> **SUPPLIED TEXT**
------------------------------------------------

For the second part of this process, the task at hand involves identifying all the methods your company uses to receive inventory availability requests and what data is contained in the request so you can determine what data may be significant for semantic engine processing.

If you’re using XML or another structured data format, you have a head start as each of your sales channels will be sending data in the same format. From a semantic technology perspective, this is known as implicit data because it is based on dynamic information (versus stored or factual) that an unidentified customer has provided.

Why is this exercise necessary? Your semantic engine will need to know how to weight or influence the information that it receives to create a semantic offer.

Explicit data typically has a higher weight on the semantic offer processing, but in cases where explicit data is not available, the semantic engine needs to rely solely on implicit data, and it is important to the engine to know if some portion of the implicit data is more significant than others.

For this step, the ABC Car Rental IT team:

Identified all sources of stored (explicit) customer data, including:

  • Determining whether or not they had a pre-existing interface to the data or would need to create one
  • Creating a consolidated map of all of the available data fields with assigned data field weights between 1 and 3, with 1 being the most significant because these contained the most relevant information that would influence semantic offer processing

They then identified all of their internal and external web services that dynamically request car rental availability, including:

  • Creating a data map of each service’s XML data fields and assigning data field weights between 1 and 3.

As a part of this exercise, the ABC Car Rental IT team needed to create an ontology to help them formally represent each of the explicit and implicit data fields, weights and relationships between them if appropriate.

------------------------------------------------

Point placement records:
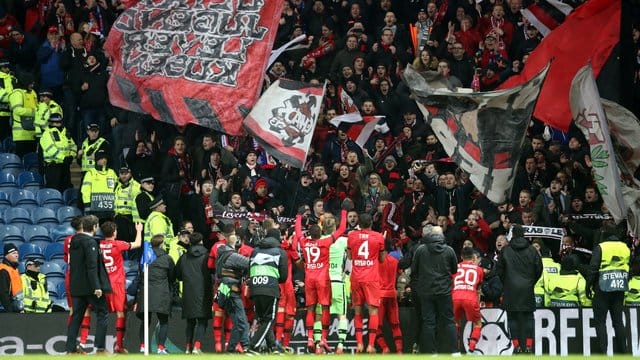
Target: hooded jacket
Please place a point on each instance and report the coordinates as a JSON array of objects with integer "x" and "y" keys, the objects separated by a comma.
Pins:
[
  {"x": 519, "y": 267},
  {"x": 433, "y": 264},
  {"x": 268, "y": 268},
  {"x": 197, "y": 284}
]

------------------------------------------------

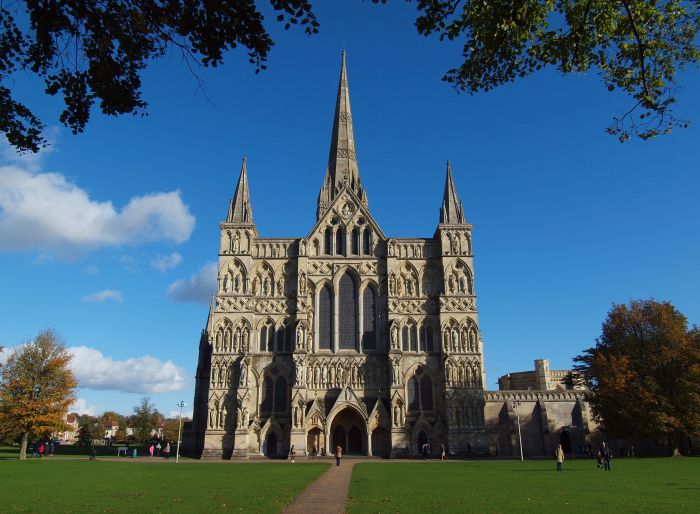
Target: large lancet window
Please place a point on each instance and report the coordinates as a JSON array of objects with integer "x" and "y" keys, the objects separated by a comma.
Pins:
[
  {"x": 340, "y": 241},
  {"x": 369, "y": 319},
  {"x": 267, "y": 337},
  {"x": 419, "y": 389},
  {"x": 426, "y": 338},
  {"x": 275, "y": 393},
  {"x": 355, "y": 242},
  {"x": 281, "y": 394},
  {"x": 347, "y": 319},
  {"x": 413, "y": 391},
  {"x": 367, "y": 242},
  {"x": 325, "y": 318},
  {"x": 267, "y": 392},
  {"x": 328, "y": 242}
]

------------------------------------------------

> **WHAT THIS EXERCISE ASKS**
1 – From the passage on semantic offer data, print the part starting at "They then identified" and ending at "them if appropriate.".
2 – In the passage on semantic offer data, what is the term for the dynamic information that an unidentified customer provides?
3 – Continue the passage on semantic offer data, picking up right after its last sentence.

> **EXPECTED OUTPUTS**
1 –
They then identified all of their internal and external web services that dynamically request car rental availability, including:

  • Creating a data map of each service’s XML data fields and assigning data field weights between 1 and 3.

As a part of this exercise, the ABC Car Rental IT team needed to create an ontology to help them formally represent each of the explicit and implicit data fields, weights and relationships between them if appropriate.

2 – Implicit data.

3 –
How did this step affect Ted?

He did not enter any information that would have triggered the semantic engine to look for and process explicit data, such as a car rental loyalty program number, so the offers were processed within the ontology using data fields in the availability request passed on from the partner airline.

Step 3: Rethink (and classify) your inventory and services

Now that you know what you sell, how you sell it, and what kinds of customer information you have access to, it’s time for some serious thinking about your inventory and services. This step involves creating “synthetic classes” for your inventory and services.

Although it sounds complicated, it’s basically an exercise to identify what may motivate your customers (or prospective customers) to buy a product, and then map and/or assign new categories (or classes) to your inventory.

Why is this exercise necessary? Your semantic engine wants to think out of the box and present offers based on an abstract collection of information.

For this step, the ABC Car Rental IT team:

  • Created new synthetic classes for their inventory that would appeal to their customers personalities and trip goals, including “Power Car”, “Green (or eco-conscious) Car” and “Family Vehicle”
  • Identified known inventory and service characteristics (data fields) that would pertain to their new synthetic car classes (such as transmission type, fuel type, mileage per gallon, horsepower, seatbelt quantity, luggage capacity and entertainment packages)
  • Mapped these data fields to their existing inventory through their ontology

Step 4: Make the necessary changes to the descriptive information presented to your customers

The last major step is to review how you would describe your inventory and make adjustments to descriptive information to be consistent with your new synthetic classes.

For example, if you have created a synthetic class called “Family Vehicle”, you may want to adjust how you describe this vehicle by including an offer title such as “The Ultimate Family Vacation Vehicle” and include some description of the features that put it into a family vehicle class, such as seating capacity, car seats and other similar amenities, entertainment packages, etc.

Why is this exercise necessary? You created a great semantic engine, but your customer’s perception of and response to your semantic offers will ultimately determine the success of this initiative.

For this step, the ABC Car Rental marketing team created new offer titles and descriptions based on their new synthetic vehicle classes so the customer would see this alternate descriptive information if the semantic engine determined that one of these offers was appropriate to an availability request.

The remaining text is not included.